YOUR GOAL: Your output is the line containing "Class, indicate each instance of the man's bare arm" plus all lines after it to the end of the records, reproduced exactly, with nothing else.

※ ※ ※

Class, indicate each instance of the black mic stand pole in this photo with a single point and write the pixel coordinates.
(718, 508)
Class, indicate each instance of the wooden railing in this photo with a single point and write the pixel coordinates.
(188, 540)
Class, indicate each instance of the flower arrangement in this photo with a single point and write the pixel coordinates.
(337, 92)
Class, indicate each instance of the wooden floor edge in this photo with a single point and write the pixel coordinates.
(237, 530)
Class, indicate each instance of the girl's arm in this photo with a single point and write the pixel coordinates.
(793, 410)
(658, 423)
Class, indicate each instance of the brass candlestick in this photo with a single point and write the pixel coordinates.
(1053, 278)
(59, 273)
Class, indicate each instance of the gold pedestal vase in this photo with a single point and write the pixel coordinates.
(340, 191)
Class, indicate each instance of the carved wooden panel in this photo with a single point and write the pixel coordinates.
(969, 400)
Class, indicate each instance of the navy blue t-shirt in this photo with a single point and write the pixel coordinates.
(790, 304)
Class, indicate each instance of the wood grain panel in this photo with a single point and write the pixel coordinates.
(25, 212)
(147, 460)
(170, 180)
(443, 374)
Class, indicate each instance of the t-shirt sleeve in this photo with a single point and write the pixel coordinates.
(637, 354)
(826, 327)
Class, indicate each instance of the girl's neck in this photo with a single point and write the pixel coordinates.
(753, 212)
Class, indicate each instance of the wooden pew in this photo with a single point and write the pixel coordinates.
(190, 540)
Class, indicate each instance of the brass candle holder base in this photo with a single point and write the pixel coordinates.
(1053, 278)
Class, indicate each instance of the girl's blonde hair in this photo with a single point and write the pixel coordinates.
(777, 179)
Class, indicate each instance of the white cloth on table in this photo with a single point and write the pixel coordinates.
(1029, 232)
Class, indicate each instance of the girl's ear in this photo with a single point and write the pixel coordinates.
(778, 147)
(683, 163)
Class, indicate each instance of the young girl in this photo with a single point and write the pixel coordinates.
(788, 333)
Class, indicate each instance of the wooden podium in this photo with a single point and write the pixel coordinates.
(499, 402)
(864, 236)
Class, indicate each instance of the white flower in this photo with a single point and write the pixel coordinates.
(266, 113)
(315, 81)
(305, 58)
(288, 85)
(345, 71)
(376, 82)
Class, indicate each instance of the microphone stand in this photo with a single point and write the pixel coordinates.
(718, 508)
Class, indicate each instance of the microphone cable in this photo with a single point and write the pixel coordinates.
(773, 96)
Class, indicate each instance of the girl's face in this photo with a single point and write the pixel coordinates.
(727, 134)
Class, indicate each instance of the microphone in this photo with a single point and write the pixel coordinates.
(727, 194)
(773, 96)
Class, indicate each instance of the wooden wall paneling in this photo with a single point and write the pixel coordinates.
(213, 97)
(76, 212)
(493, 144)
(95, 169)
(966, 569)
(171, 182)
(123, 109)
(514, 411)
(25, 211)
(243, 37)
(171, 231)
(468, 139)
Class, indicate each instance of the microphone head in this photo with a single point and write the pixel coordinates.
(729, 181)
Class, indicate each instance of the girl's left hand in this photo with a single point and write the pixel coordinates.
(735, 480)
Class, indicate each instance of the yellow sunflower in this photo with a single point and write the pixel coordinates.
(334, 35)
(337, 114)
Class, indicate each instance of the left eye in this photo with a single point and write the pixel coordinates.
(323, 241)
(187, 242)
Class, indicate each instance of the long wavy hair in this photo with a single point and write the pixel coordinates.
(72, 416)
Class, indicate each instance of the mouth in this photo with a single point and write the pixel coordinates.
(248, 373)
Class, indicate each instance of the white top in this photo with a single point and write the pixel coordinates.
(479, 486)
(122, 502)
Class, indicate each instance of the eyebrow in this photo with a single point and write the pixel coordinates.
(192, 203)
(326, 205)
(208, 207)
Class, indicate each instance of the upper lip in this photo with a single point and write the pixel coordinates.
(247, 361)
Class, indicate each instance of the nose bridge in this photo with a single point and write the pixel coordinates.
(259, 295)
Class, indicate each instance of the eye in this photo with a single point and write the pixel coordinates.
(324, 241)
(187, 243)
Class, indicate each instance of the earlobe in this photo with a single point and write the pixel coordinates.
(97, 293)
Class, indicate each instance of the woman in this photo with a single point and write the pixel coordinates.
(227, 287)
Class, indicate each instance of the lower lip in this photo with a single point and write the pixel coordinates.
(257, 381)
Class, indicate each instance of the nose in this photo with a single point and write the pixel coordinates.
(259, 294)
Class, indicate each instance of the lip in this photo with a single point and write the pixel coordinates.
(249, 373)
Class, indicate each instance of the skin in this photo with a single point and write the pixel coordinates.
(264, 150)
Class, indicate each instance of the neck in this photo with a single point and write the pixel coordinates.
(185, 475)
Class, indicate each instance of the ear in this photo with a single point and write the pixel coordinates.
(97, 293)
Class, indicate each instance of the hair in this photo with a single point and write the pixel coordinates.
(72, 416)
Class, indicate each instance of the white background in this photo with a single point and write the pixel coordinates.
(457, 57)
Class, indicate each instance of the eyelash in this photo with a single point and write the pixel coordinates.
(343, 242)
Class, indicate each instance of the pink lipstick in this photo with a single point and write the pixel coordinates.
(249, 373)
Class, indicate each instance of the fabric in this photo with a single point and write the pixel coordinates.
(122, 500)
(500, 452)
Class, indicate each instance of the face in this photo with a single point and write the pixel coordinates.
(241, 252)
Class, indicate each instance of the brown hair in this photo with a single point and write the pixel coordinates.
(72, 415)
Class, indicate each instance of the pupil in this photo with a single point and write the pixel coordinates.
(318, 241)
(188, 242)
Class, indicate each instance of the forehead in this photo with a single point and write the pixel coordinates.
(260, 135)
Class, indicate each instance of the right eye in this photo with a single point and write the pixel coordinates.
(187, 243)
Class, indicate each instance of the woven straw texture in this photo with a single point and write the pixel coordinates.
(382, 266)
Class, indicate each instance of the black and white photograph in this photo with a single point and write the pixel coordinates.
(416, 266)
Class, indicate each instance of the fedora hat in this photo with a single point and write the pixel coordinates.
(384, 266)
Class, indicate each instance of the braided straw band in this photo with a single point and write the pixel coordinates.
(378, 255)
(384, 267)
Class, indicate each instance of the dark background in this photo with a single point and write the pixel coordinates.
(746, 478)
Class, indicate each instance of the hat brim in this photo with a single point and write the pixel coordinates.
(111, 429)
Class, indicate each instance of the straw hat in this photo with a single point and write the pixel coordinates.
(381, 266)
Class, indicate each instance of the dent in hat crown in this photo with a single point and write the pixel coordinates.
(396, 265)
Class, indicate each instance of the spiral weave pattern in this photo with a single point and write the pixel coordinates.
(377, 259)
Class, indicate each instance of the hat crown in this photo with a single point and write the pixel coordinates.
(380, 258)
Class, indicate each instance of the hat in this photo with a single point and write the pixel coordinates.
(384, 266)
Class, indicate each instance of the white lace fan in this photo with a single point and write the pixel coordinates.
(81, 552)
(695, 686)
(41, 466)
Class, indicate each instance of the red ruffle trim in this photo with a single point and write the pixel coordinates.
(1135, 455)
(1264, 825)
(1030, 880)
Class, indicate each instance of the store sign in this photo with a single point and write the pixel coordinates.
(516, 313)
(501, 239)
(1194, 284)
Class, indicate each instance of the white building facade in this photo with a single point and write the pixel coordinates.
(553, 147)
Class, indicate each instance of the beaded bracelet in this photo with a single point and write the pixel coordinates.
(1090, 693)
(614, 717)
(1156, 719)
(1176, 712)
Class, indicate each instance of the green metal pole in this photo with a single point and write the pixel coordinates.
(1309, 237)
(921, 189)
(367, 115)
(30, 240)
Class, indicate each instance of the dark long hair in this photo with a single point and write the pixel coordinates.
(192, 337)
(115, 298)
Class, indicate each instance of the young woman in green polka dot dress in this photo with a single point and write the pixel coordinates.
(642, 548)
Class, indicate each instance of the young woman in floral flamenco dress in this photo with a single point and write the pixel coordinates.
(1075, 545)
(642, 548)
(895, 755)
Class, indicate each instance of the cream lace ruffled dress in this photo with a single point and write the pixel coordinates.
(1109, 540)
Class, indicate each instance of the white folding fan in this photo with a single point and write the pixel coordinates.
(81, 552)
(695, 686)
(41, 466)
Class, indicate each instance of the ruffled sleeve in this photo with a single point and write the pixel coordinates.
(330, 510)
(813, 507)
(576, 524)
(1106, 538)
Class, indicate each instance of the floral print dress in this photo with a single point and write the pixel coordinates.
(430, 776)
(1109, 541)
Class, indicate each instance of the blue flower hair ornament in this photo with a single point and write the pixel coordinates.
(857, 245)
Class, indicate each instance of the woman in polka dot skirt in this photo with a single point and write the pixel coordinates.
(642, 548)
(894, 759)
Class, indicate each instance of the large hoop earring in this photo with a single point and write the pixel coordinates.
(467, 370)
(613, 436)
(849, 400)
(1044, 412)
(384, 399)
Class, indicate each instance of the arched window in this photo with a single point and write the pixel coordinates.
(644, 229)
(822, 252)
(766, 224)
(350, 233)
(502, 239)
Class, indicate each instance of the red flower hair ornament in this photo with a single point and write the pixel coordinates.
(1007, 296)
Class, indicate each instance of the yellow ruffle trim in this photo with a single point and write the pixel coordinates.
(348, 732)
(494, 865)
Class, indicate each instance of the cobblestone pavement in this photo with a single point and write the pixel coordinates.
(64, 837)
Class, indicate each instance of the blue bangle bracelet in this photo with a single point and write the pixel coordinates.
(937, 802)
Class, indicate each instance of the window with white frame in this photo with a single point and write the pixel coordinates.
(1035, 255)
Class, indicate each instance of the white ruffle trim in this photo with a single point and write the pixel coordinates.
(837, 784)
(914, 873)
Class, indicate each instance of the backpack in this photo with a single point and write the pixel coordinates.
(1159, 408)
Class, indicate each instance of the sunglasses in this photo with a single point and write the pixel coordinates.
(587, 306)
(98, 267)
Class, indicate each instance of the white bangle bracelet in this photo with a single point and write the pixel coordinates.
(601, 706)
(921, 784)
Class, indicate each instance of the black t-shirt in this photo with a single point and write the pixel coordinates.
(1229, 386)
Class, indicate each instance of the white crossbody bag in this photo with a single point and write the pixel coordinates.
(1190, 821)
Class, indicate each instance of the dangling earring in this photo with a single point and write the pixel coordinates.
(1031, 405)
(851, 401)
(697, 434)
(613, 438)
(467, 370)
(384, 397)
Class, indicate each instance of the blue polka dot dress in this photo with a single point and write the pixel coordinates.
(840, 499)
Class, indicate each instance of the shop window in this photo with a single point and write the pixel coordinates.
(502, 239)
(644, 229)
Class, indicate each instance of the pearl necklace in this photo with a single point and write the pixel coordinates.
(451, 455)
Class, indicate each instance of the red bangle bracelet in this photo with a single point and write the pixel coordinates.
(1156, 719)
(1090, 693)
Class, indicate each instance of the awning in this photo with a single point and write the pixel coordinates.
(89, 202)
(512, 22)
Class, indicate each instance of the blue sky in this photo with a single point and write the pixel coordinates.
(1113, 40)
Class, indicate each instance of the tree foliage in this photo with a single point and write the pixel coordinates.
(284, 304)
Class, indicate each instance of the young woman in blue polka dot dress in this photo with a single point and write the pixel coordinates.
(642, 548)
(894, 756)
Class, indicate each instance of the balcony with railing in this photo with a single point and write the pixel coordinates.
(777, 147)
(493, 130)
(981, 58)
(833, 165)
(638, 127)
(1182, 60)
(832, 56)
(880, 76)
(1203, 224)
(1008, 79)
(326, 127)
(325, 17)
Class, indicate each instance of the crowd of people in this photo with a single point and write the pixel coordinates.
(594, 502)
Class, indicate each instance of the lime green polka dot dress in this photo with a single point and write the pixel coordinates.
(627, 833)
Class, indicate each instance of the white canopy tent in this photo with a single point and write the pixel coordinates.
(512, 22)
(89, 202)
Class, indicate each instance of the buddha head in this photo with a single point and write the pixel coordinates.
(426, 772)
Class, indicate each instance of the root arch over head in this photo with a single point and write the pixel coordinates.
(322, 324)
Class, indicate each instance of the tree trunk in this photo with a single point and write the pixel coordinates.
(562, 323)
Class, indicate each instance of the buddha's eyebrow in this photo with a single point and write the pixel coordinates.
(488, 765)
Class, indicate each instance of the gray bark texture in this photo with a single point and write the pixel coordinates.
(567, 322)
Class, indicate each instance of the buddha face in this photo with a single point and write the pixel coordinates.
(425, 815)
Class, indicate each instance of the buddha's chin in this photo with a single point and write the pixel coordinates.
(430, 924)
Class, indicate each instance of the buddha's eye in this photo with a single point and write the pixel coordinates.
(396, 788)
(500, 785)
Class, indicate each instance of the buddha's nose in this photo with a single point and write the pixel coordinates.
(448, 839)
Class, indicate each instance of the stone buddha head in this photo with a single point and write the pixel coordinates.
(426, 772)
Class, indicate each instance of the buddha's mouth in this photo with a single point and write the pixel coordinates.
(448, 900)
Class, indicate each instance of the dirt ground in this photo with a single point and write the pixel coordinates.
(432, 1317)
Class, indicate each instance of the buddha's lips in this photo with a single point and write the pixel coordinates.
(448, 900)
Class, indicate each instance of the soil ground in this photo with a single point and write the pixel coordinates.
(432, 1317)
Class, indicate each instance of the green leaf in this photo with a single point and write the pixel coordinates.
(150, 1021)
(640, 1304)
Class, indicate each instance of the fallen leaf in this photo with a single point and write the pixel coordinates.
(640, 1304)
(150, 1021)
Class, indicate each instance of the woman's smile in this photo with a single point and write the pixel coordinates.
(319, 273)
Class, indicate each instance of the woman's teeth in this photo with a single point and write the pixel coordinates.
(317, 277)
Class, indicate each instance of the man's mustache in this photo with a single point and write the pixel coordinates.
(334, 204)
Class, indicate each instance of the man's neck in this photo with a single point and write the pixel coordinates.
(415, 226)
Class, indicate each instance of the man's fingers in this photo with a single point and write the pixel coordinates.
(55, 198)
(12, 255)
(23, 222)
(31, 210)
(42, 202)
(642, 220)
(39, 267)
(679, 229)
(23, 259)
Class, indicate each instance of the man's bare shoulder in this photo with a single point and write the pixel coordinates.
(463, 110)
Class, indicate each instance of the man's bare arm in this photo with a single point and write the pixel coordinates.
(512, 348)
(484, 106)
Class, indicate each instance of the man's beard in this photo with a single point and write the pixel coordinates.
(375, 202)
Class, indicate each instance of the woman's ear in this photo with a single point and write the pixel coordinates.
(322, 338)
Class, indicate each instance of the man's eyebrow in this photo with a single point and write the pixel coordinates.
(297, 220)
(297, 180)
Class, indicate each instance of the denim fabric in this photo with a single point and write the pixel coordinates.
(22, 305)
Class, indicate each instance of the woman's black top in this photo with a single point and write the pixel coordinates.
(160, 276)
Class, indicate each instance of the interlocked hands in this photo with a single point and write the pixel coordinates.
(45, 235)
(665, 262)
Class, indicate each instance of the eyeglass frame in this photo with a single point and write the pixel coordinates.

※ ※ ※

FINAL RESULT:
Class, indicate each instance of the man's bare arm in this photo with a single point and write the pixel coordinates.
(512, 348)
(484, 106)
Class, indicate each instance of the man's beard in this photo with a single point and write the pixel coordinates.
(375, 202)
Class, indicate each instance of the woman's ear in this photo with a single point and write the pixel coordinates.
(322, 338)
Class, indicate each instance of the man's eyebrow in this photo with a single point and write the pixel coordinates.
(297, 220)
(297, 180)
Class, indicate each instance of the denim fabric in this photo with a single point and write the pixel coordinates.
(22, 305)
Class, indicate each instance of the woman's black top in this photo with a single point and write the pixel coordinates.
(160, 276)
Class, indicate each instance of the interlocked hands in this photo with a single point and write the pixel coordinates.
(45, 235)
(665, 262)
Class, indicate each instance of the eyeglass frame in this photo with a single point and write the pixel coordinates.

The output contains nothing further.